• What to do: Reproduce the entries exactly, but keep the pictures out of the copy.
### Data to examine
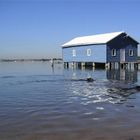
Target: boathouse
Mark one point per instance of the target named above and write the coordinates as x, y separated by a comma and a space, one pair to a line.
112, 50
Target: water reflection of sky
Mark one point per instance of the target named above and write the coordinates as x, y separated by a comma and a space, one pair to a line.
112, 86
37, 99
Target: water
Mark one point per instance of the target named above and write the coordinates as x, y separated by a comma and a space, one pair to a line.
38, 102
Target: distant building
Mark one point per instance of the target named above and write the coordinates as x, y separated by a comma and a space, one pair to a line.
115, 50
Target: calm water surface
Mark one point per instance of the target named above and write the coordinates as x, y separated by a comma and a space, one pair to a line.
41, 103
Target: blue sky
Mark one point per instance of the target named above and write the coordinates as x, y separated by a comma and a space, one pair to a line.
38, 28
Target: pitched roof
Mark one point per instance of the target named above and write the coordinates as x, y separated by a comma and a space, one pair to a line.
94, 39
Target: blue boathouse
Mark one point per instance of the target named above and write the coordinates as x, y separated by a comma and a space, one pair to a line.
113, 50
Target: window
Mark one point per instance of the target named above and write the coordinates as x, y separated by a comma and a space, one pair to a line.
131, 52
73, 53
88, 52
113, 52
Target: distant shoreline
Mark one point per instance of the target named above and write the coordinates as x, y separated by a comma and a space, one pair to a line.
26, 60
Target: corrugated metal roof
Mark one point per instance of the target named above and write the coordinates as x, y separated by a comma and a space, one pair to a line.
94, 39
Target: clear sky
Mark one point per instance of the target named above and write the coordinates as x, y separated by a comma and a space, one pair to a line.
38, 28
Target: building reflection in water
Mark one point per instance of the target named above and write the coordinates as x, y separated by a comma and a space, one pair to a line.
122, 75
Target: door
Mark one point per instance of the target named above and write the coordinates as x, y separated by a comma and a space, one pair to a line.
122, 55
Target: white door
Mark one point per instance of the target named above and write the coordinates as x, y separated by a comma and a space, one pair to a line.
122, 55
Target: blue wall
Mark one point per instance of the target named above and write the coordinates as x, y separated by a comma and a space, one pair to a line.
98, 54
122, 42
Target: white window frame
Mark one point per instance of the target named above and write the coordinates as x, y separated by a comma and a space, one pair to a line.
74, 53
113, 52
131, 52
88, 52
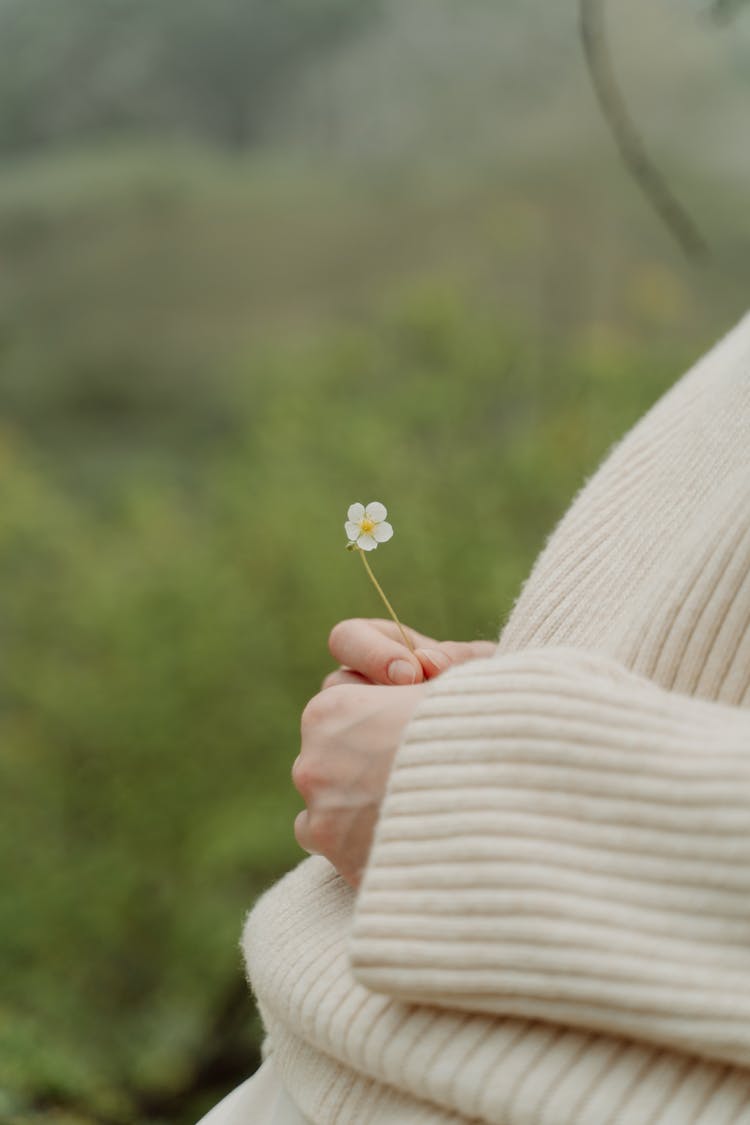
######
• Result of the exercise:
Target: boathouse
Mark one point per instance of the target named above and write the coordinates as x, y separated by a comma and a space, one pair to a line.
112, 50
Target: water reflection of sky
Mark one point per instance of the target named above and write the coordinates as x, y separated by a comma and a space, one pair to a line.
112, 86
37, 99
Target: water
Mark one point per instance of the target named above and write the coordinates as x, y separated by a comma and a space, one pair to a line.
38, 102
Target: distant building
Mark one point per instance of the target named above and write the coordinates as x, y separated by a comma and a space, one pair to a line.
115, 50
Target: calm water surface
Mark one point per instance of the target named above and write the coordinates as x, y separated by a comma and a space, one pair to a line.
41, 103
Target: blue sky
Mark one point per instance of the target named above and write the coordinates as x, y separated by a comma and a space, one pair to a line.
38, 28
Target: pitched roof
Mark one point per instance of the target named above and write the coordinates as x, y separated by a comma and a space, one pair to a line.
94, 39
Target: blue boathouse
Mark one point per instance of the target named above and write the coordinates as x, y separated by a comma and a space, one pair to a line.
113, 50
Target: window
Mark one point per instance of the target named above and write the coordinates as x, y separated by a comma and a space, one pair to a line.
131, 52
73, 53
88, 52
113, 52
Target: distant shoreline
Mark one point per instance of the target named above and write the coordinates as x, y separated by a comma and a space, one pair to a line.
26, 60
Target: corrugated metal roof
Mark one point per instance of the target named above and write the coordinates as x, y separated by a comma and a space, one pair to a line.
94, 39
Target: clear sky
Mark one point per instance of the target named above and write the coordinates as x, y separated by a comma and a space, one pair to a line.
38, 28
Target: building reflection in water
Mark one point per instance of the target named above and write the coordinates as x, y separated by a comma and a space, one pair to a line.
122, 75
Target: door
Mark one point per instance of the target named above and write the coordinates as x, y separated by a comma and a space, one pair to a line.
122, 55
Target: white door
Mark one point per instance of the target named above and write the coordinates as x, y separated by a comma and a space, one pair to a line.
122, 55
Target: blue wall
Mark one point per instance of the target named above and write the coordinates as x, y separated by a comma and a space, one pair to a line.
98, 54
122, 42
Target: white window frame
Mark one point per instance of the target named above and write the coordinates as x, y separated by a comma and a space, one pair to a line.
74, 53
113, 52
131, 52
88, 52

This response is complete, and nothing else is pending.